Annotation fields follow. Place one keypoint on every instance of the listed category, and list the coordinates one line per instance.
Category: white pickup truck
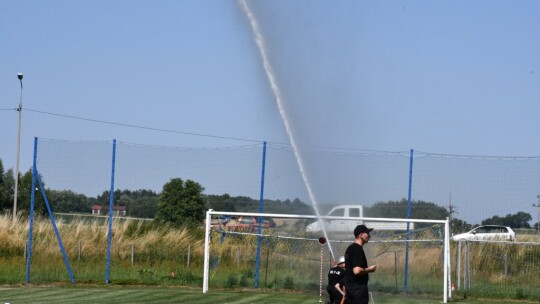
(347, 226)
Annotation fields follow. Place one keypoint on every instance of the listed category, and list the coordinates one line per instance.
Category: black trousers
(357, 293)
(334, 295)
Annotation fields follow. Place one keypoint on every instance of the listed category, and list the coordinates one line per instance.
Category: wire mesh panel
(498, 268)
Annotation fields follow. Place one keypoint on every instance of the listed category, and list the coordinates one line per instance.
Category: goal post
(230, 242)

◇ ◇ ◇ ◇

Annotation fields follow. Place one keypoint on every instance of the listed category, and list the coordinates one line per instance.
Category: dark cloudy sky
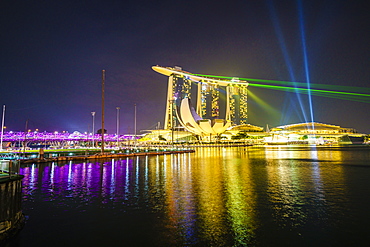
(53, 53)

◇ ◇ ◇ ◇

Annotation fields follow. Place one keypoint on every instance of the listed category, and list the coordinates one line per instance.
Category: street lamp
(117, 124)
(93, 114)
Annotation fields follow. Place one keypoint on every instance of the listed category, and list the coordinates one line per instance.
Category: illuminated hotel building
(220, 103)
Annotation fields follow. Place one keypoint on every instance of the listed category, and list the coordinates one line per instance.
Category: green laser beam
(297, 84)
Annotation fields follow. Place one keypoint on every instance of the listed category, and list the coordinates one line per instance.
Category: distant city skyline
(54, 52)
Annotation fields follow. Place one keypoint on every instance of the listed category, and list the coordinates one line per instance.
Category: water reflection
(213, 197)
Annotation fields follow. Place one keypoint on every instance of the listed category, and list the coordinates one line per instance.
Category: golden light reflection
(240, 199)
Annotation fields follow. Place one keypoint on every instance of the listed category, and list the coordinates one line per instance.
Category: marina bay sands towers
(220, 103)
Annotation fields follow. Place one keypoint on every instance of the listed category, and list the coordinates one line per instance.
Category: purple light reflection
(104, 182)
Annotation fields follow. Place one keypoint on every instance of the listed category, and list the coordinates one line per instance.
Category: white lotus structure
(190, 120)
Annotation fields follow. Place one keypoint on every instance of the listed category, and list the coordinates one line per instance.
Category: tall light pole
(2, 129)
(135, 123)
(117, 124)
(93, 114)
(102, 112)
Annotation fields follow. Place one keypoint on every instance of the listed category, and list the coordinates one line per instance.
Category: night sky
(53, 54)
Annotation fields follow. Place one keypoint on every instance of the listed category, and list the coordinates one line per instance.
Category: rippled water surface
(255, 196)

◇ ◇ ◇ ◇

WHAT IS NEEDED. Count how many of the lines above contain the string "reflection", treating uppercase and lowercase as different, and reply with the number alone.

RESPONSE TO THE TASK. 3